Text shown |
————

Edward C. Crow, Attorney-General, and Sam B. Jeffries, Assistant Attorney-General, for the State.

(1) The motion to quash should be sustained for the reason that the amended articles of the company show that it was organized under the laws of the State of Kansas, for the purpose of constructing, as proposed by its articles, eight hundred and fifty miles of railroad in the State of Missouri and only fifty miles in the State of Kansas, of which about forty miles were constructed or acquired in this State prior to the approval of the Act of 1891, and it is therefore, under the laws of Missouri, chargeable with a corporation tax on said eight hundred and fifty miles, at a valuation of not less than ten thousand dollars per mile, as required of railroads organized under the provisions of article 2, chapter 12, Revised Statutes 1899. (2) The motion to quash should be sustained for the further reason that as the charter of relator authorizes it to construct and maintain eight hundred and fifty miles of railroad in the State of Missouri, in order to obtain a certificate or license to do business in Missouri, and enjoy the rights and benefits set forth in its charter, it is required by section 1025, Revised Statutes 1899, to pay "an incorporation tax or fee equal to those required of similar corporations formed within and under the laws of this State," to-wit, not less than ten thousand dollars for every mile of standard-gauge road constructed or proposed to be constructed, which upon the mileage authorized in Missouri amounts to $ 4,276.50. It is the contention of the Secretary of State that this latter amount should be paid by the relator before it can receive a certificate of authority to transact business in Missouri. (3) The petition of the relator shows that the road contemplated by its charter has not been flnished and put in operation within ten years from the date claimed by it to have entered this State and therefore, its powers to construct and operate the proposed road have ceased, saving and excepting the operation of that portion of its road which was finished and in operation at the end of ten years from the date of its charter. Sec. 1161, R. S. 1899. Foreign corporations being subject "to all liabilities, restrictions and duties which are or may be imposed upon corporations or like character organized under the general laws of this State they shall have no other or greater power." Sections 1024 and 1161, R. S. 1899.

OPINION

In Banc

Mandamus.

VALLIANT J.

The relator is a railroad company incorporated under the laws of Kansas. It has applied to the defendant, the Secretary of State, for a certificate to authorize it to do business as a foreign corporation in this State, as provided by section 1025, Revised Statutes 1899, but the application has been denied, on the ground, among others, that the relator has not paid incorporating taxes and fees equal to those required of similar corporations organized under the laws of this State as the statute requires, and this suit is brought to obtain a writ of mandamus to require the Secretary of State to issue the license.

————

Dataset excerpts |
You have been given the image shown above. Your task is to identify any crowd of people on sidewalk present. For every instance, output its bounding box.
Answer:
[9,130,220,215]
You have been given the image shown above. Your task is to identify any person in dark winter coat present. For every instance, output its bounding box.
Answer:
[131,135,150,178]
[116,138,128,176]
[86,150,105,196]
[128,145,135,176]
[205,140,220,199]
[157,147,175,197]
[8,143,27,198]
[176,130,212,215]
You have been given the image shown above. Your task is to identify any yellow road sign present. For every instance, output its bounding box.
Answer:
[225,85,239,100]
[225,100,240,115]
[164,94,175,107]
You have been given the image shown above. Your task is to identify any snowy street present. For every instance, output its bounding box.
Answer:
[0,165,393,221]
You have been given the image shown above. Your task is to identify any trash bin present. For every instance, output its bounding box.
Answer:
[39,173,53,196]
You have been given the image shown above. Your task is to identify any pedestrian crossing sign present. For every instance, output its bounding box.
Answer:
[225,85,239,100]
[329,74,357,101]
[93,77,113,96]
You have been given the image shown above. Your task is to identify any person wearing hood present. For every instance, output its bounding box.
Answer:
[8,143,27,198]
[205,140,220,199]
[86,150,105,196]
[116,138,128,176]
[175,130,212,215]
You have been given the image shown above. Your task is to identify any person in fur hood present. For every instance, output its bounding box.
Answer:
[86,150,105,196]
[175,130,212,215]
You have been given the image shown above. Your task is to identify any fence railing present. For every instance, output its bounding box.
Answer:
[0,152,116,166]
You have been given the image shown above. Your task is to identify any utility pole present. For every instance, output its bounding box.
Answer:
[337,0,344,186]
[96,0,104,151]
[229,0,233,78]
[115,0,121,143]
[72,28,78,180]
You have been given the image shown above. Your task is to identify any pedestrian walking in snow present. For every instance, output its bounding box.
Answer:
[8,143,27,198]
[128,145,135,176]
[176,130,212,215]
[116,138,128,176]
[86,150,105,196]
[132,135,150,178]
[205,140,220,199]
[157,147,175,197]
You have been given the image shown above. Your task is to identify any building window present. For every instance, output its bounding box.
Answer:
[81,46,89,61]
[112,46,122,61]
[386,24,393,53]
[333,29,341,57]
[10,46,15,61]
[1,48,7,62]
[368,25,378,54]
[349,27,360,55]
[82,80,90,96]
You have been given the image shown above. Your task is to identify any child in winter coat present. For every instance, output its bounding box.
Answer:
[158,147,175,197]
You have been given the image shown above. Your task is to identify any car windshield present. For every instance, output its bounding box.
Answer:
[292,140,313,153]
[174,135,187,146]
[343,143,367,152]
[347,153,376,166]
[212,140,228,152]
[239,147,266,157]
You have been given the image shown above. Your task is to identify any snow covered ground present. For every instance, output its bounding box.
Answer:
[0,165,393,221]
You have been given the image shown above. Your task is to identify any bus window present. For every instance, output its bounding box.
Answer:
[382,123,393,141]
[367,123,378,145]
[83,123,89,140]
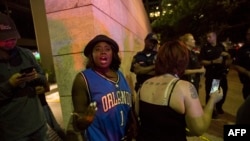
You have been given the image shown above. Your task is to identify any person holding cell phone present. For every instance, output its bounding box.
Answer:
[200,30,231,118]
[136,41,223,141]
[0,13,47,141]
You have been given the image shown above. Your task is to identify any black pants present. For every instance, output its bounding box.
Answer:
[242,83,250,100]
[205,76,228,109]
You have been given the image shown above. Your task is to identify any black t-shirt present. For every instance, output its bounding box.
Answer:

————

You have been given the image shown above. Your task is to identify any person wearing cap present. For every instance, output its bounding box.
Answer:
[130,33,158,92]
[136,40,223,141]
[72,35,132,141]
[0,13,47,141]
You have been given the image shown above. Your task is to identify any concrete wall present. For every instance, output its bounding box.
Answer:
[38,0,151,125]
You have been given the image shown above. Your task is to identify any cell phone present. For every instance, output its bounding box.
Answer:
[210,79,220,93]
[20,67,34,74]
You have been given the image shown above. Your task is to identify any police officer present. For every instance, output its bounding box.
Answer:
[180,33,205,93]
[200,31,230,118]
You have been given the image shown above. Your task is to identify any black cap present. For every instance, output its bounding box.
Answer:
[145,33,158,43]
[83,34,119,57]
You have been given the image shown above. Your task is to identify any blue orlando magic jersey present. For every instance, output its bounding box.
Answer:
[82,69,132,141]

————

Directives |
1/ Copy the section of the railroad license case from "VALLIANT J." up to and including "issue the license.".
2/ In the rows, turn the lines from the line with "person in fur" up to and including the line with "[0,152,116,166]" into a JSON list of strings. Use one string per line, leave out blank lines, and include only those lines.

Answers for the tasks |
1/
VALLIANT J.

The relator is a railroad company incorporated under the laws of Kansas. It has applied to the defendant, the Secretary of State, for a certificate to authorize it to do business as a foreign corporation in this State, as provided by section 1025, Revised Statutes 1899, but the application has been denied, on the ground, among others, that the relator has not paid incorporating taxes and fees equal to those required of similar corporations organized under the laws of this State as the statute requires, and this suit is brought to obtain a writ of mandamus to require the Secretary of State to issue the license.

2/
[
  "You have been given the image shown above. Your task is to identify any person in fur hood present. For every instance, output its bounding box.",
  "Answer:",
  "[86,150,105,196]",
  "[175,130,212,215]",
  "You have been given the image shown above. Your task is to identify any fence railing present. For every instance, output its bounding box.",
  "Answer:",
  "[0,152,116,166]"
]